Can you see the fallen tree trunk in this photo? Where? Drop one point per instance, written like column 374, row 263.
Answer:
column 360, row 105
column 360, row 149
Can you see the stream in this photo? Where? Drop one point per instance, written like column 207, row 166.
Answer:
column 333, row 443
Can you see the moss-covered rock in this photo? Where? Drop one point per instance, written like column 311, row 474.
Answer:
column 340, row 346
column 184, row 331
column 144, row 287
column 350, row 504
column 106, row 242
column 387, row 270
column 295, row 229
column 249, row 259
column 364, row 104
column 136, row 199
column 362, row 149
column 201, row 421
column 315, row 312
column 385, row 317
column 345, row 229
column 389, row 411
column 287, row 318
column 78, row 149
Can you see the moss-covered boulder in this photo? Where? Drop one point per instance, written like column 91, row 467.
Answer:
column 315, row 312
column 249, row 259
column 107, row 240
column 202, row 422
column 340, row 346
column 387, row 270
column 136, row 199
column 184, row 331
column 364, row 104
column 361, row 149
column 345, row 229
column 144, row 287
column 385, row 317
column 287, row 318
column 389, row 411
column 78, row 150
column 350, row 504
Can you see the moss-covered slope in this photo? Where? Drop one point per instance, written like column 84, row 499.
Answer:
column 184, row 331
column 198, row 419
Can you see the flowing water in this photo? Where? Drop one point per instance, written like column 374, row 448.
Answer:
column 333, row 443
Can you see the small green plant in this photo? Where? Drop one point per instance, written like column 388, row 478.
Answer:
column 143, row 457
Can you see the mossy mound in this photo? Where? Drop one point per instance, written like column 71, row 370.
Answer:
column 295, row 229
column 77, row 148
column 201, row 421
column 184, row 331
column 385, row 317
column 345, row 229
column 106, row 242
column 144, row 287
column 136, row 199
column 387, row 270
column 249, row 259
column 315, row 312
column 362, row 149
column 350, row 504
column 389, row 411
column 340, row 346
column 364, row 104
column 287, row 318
----
__PROBLEM DETAILS__:
Can you reproduce the entries from the line containing "Can you see the mossy" through the end of the entries, with "mossy mound" swapped for "moss-covered hummock" and everything else unchanged?

__EXERCISE SOLUTION__:
Can you see the moss-covered hummock in this photo? Where? Drop one point per instance, written like column 71, row 370.
Answer:
column 295, row 229
column 77, row 148
column 201, row 421
column 184, row 331
column 385, row 317
column 345, row 229
column 106, row 242
column 144, row 287
column 136, row 199
column 387, row 270
column 249, row 259
column 315, row 312
column 362, row 149
column 350, row 504
column 389, row 411
column 340, row 346
column 364, row 104
column 287, row 318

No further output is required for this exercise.